> Work instructions: Reproduce the closing part of the entries exactly: the line with "draw the outline of rock outcrop" and all lines after it, ending with the last line, and nothing else.

> Information given:
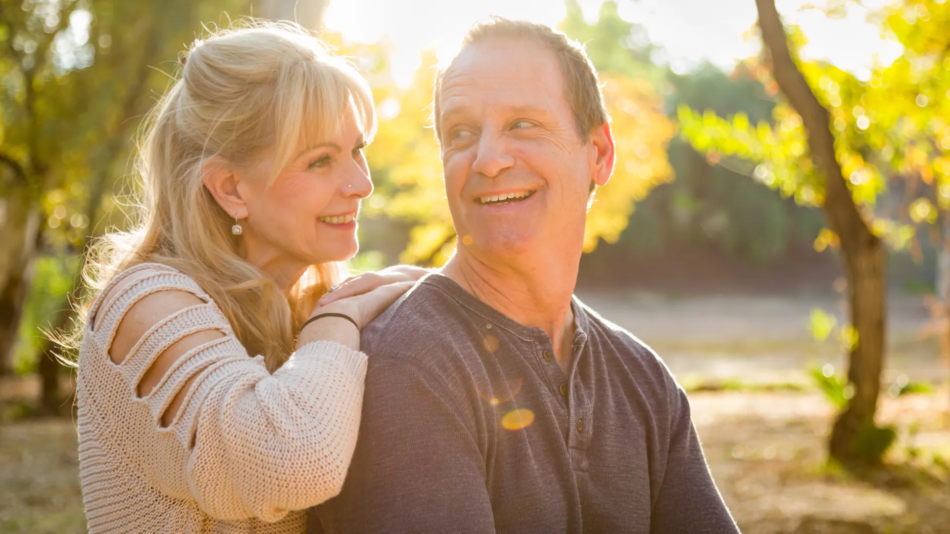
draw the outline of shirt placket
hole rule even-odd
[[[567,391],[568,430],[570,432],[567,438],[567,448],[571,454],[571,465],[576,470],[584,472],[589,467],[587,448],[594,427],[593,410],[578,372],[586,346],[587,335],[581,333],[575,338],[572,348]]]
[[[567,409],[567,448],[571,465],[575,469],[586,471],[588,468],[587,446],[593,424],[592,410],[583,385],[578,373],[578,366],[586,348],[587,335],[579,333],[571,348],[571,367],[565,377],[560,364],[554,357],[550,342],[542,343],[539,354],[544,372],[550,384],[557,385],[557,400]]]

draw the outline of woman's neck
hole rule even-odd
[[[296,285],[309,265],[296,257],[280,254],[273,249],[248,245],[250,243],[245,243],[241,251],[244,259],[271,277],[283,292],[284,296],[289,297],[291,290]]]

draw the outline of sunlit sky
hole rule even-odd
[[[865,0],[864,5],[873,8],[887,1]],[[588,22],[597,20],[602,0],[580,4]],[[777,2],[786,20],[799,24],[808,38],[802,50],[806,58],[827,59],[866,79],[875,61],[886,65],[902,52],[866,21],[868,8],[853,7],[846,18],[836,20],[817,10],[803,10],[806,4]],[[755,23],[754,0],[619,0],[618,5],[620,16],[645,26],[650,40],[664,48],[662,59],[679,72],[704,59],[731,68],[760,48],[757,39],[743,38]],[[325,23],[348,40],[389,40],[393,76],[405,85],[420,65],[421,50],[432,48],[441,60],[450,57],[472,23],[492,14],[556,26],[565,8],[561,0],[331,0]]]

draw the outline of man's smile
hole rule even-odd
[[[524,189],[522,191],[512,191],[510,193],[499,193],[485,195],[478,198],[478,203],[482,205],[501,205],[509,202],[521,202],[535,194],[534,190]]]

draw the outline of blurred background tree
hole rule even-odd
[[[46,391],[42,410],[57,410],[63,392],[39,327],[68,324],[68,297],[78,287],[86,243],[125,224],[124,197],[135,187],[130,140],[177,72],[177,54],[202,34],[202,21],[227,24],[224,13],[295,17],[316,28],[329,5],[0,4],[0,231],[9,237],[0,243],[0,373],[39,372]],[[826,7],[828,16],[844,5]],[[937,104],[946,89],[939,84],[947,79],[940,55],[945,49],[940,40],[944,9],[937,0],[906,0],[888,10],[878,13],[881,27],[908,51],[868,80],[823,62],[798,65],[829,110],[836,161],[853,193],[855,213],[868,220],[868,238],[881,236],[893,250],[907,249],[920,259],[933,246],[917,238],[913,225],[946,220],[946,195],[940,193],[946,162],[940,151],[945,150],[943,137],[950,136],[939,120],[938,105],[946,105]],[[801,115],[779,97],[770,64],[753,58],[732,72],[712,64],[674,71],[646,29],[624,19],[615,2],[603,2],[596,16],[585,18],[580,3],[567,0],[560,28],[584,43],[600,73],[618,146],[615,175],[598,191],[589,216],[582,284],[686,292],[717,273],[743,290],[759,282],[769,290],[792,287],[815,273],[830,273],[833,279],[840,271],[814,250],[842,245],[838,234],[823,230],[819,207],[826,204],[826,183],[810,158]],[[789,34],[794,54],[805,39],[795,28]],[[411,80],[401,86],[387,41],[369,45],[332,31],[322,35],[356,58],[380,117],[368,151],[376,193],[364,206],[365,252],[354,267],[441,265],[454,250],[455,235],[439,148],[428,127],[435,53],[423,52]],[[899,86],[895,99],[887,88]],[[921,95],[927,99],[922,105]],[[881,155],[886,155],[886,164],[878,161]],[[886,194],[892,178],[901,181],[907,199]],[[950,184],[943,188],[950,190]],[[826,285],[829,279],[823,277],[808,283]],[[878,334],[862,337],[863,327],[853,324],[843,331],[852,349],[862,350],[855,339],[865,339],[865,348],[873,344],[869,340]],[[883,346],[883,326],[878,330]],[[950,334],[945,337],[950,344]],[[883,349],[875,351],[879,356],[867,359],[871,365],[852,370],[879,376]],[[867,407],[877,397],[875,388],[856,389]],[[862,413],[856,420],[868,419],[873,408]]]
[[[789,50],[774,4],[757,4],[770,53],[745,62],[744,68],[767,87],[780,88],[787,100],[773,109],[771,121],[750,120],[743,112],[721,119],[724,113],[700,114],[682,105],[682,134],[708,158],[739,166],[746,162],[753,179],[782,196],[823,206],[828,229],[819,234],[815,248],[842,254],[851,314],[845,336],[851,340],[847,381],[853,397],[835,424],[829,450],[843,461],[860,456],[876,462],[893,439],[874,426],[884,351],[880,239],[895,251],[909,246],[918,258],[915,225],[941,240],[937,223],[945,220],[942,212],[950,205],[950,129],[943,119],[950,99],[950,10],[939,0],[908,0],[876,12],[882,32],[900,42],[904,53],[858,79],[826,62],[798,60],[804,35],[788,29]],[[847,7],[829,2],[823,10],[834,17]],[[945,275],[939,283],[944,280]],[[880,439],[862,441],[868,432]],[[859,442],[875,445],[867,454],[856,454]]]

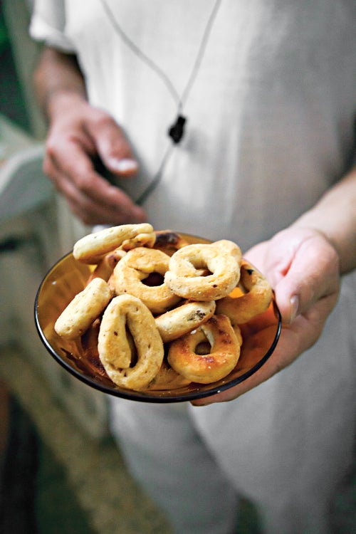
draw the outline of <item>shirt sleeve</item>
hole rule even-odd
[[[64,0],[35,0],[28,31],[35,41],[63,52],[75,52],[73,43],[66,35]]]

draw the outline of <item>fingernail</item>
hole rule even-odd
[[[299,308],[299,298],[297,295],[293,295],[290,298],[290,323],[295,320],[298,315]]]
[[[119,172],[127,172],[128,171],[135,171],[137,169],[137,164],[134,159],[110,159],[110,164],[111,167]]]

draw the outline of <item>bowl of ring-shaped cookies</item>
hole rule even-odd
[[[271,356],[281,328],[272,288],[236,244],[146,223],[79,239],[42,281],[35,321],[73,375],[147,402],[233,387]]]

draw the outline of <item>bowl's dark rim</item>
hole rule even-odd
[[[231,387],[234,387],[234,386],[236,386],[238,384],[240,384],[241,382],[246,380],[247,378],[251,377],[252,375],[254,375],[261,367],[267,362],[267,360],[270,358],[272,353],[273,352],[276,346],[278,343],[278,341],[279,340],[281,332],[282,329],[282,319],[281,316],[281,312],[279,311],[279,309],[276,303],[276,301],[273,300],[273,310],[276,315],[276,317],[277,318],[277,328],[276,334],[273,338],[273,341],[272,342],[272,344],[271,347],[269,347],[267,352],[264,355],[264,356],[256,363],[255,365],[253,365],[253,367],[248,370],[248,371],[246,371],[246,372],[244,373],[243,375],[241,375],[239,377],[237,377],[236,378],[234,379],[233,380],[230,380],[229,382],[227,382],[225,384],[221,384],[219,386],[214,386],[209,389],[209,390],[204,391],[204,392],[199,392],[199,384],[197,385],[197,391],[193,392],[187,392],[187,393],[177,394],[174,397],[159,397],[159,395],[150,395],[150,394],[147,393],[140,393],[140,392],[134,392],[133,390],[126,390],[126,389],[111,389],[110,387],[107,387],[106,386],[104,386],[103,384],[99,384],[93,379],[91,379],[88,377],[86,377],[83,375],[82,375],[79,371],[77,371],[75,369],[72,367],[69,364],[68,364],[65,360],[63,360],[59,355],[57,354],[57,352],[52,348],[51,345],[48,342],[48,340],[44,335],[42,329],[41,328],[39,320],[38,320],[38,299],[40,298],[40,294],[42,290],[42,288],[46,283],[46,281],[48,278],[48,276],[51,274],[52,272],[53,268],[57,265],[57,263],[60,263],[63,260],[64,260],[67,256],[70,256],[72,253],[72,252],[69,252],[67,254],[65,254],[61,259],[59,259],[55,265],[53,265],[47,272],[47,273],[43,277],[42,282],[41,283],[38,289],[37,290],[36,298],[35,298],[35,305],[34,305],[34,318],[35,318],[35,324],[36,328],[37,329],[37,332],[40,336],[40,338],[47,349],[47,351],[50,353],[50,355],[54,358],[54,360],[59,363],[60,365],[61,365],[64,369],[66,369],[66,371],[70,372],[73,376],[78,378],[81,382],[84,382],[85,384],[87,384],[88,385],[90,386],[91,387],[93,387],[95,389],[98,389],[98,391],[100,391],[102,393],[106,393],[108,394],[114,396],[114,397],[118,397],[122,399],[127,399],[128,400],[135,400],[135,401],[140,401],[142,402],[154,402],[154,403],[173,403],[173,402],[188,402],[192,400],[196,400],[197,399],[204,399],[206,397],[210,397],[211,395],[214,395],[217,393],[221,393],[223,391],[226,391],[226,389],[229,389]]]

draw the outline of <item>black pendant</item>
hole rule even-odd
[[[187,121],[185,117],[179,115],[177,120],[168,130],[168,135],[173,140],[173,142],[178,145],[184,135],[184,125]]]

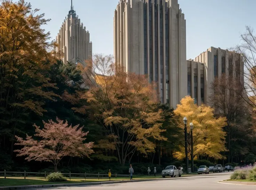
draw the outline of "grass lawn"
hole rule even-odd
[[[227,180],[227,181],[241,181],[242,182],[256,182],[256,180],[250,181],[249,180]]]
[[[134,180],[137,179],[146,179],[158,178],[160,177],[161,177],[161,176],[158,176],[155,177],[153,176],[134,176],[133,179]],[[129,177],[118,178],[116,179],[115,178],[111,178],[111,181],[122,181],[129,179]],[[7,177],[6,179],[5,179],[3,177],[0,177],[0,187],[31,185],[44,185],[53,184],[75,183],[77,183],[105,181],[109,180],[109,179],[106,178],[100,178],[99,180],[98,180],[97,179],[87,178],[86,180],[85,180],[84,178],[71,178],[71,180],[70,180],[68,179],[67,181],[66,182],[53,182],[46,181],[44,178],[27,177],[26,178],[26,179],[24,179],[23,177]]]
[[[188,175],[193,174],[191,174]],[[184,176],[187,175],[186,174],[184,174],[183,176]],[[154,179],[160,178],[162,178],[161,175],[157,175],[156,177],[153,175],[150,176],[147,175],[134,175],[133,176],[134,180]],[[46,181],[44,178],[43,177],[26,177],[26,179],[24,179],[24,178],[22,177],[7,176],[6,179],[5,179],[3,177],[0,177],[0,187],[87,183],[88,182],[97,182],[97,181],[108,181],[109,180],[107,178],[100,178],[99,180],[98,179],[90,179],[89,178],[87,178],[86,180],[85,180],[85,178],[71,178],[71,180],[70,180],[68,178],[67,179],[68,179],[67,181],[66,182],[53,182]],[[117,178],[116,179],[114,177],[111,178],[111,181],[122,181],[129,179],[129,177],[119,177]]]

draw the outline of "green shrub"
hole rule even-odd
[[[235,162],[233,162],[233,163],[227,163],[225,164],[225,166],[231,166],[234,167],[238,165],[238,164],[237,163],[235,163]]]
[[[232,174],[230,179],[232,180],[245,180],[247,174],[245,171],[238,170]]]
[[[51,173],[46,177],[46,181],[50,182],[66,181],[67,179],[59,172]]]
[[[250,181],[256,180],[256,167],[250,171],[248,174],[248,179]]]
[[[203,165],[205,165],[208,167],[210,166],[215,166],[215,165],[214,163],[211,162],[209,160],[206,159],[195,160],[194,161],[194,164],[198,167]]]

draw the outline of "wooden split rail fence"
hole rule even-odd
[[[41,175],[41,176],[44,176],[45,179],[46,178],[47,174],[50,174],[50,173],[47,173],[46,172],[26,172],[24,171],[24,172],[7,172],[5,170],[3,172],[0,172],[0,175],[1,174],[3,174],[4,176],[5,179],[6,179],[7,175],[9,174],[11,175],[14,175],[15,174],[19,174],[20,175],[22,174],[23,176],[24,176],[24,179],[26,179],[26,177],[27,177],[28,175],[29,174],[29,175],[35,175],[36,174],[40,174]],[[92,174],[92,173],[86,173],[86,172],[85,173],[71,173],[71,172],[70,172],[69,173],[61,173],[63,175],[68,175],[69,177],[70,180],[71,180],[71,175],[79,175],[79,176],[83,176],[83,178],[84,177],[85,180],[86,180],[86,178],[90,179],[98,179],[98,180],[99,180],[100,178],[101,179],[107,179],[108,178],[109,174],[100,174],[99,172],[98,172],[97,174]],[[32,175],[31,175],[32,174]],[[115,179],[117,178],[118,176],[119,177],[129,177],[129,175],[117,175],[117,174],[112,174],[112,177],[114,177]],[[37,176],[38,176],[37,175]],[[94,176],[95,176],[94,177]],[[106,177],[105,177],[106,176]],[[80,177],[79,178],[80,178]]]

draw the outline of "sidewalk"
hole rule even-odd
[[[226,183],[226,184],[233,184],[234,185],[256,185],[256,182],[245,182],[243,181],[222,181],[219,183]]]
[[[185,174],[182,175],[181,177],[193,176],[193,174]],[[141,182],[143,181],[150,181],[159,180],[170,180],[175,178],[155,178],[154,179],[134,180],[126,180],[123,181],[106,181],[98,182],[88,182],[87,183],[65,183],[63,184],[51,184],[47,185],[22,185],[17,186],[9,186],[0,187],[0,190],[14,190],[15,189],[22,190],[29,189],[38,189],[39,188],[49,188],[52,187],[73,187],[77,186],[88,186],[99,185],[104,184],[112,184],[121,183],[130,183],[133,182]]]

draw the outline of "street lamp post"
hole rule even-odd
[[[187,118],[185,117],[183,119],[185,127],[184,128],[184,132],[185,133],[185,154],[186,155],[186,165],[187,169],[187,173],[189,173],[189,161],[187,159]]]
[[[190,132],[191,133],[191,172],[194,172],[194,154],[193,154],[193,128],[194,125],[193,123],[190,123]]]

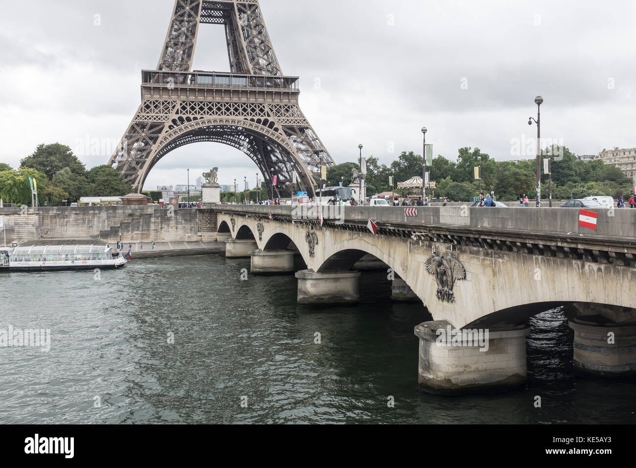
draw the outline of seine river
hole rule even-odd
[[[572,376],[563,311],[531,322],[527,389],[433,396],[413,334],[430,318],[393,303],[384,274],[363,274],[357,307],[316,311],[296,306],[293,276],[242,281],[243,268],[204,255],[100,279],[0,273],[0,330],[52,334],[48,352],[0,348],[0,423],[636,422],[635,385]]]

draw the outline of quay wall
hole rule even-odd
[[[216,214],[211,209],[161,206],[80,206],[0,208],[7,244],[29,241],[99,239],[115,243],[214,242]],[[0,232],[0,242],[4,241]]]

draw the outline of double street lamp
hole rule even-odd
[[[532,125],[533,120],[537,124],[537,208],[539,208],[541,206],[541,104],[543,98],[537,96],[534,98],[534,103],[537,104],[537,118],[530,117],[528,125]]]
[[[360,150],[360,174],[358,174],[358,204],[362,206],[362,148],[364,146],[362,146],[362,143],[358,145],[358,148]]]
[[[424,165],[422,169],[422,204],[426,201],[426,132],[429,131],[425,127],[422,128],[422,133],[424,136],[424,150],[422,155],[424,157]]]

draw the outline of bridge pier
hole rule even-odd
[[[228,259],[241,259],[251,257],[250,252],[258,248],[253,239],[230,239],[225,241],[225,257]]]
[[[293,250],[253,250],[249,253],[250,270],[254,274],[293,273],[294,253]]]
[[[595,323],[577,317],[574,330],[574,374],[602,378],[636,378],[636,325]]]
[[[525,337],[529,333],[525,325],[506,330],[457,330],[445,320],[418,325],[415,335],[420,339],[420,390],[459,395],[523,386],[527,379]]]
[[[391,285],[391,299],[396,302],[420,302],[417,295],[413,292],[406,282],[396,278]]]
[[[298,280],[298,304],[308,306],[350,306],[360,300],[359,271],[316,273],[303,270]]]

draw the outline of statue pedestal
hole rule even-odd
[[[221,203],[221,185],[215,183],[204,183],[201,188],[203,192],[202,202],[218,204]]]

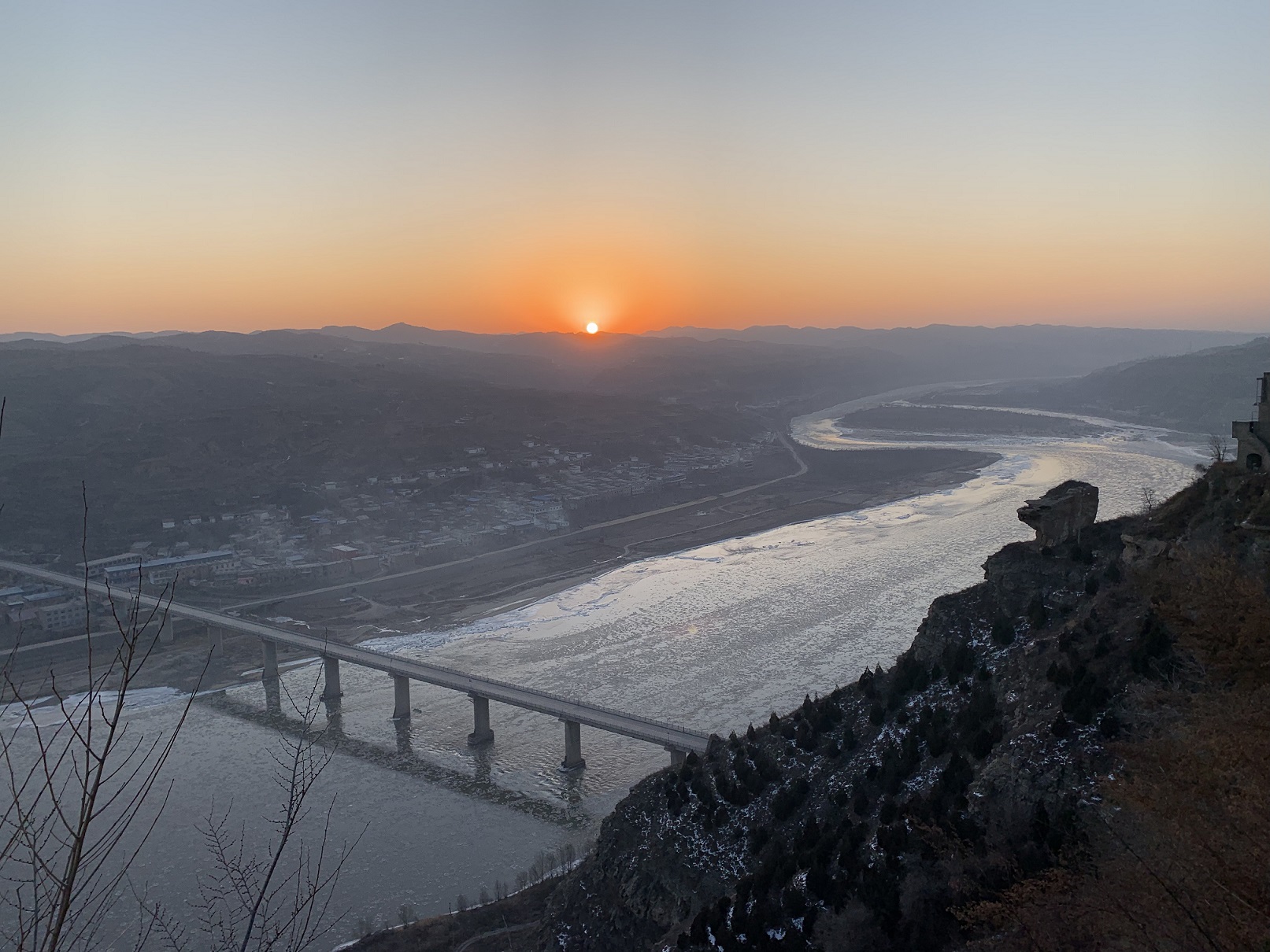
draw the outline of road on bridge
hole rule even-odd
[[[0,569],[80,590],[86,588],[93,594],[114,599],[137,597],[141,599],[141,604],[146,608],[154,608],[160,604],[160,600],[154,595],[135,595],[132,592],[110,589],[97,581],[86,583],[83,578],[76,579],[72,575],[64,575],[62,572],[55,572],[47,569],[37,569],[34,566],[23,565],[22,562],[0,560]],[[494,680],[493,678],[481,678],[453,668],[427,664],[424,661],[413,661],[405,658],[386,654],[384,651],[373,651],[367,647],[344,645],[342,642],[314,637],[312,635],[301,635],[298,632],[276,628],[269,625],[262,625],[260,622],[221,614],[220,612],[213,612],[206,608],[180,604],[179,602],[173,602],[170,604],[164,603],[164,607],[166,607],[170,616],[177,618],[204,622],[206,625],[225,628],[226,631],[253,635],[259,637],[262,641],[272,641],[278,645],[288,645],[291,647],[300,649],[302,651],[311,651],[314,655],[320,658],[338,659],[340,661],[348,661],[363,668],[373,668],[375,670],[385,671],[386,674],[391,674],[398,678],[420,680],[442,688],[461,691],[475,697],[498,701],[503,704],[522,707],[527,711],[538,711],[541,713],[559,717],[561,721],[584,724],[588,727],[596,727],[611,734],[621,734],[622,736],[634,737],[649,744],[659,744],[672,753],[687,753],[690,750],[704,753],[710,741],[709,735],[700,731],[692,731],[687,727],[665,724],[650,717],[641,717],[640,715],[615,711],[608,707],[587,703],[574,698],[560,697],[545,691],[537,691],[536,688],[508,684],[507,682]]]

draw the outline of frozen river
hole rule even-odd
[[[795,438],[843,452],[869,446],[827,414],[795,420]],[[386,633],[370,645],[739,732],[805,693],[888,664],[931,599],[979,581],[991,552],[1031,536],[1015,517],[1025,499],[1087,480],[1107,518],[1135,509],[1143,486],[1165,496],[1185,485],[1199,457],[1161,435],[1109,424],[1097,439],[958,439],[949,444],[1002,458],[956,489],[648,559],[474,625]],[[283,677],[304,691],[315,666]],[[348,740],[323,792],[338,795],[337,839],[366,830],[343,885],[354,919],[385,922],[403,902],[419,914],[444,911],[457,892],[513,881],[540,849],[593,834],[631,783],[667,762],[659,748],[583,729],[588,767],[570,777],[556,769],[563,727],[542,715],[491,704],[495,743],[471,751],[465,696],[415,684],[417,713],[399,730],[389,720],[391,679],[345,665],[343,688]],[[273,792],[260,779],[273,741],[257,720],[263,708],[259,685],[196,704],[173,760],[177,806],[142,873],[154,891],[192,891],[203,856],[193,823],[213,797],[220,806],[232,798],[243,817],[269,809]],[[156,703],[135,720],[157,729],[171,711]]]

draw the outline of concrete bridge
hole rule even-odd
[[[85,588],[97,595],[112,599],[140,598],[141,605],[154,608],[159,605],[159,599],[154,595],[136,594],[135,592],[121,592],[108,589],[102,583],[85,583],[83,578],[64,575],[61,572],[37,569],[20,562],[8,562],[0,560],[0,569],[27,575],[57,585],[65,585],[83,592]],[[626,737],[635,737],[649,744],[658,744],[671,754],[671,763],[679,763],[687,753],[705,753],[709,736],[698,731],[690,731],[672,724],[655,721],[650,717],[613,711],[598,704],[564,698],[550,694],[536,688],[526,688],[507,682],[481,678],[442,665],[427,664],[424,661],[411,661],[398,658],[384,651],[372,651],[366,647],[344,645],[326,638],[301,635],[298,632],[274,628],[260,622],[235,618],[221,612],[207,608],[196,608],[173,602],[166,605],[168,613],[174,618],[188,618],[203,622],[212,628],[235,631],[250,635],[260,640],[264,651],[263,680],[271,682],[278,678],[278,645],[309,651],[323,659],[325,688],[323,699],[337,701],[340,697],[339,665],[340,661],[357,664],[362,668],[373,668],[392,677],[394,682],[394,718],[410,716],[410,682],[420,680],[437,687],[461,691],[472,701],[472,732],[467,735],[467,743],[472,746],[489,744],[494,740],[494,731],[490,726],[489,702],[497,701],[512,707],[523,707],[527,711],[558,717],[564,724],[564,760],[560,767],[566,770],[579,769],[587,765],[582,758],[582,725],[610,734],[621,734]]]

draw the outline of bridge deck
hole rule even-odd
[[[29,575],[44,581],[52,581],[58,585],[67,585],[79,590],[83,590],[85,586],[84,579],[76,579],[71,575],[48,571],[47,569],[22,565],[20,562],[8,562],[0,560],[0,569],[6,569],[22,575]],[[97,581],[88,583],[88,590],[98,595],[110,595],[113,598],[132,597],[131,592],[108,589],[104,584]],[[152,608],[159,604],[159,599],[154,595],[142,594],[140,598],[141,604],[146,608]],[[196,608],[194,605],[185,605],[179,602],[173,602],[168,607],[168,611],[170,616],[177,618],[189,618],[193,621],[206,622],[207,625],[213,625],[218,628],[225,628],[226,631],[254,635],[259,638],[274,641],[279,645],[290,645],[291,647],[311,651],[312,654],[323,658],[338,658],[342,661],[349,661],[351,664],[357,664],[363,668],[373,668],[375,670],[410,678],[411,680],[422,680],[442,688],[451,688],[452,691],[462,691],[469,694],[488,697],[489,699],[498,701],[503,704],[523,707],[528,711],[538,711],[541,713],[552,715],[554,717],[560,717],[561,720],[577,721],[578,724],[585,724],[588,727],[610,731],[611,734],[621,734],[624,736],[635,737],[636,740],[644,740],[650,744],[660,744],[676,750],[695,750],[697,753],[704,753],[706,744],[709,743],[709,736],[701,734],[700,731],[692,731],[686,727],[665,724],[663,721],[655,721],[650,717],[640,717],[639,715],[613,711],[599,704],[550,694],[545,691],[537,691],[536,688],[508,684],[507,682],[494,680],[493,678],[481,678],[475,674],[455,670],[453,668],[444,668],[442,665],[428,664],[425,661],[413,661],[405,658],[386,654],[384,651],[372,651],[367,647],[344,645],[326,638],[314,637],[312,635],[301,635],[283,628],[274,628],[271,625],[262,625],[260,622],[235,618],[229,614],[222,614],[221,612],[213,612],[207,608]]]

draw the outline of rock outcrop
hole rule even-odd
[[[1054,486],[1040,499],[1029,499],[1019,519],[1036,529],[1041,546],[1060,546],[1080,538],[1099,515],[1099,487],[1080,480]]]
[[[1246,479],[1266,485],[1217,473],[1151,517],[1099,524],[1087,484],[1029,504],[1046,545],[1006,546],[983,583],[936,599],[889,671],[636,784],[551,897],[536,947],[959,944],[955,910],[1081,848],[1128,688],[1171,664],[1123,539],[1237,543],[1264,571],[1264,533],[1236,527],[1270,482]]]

> Written solution:
draw the outline of rock outcrop
hole rule even-odd
[[[1054,486],[1040,499],[1029,499],[1019,519],[1036,529],[1041,546],[1060,546],[1080,538],[1099,515],[1099,487],[1080,480]]]
[[[1246,479],[1266,485],[1217,473],[1151,517],[1099,524],[1087,484],[1029,504],[1046,545],[1006,546],[983,583],[936,599],[889,671],[636,784],[551,897],[536,947],[959,944],[955,910],[1081,848],[1128,688],[1171,664],[1123,539],[1237,543],[1264,571],[1264,533],[1236,527],[1270,482]]]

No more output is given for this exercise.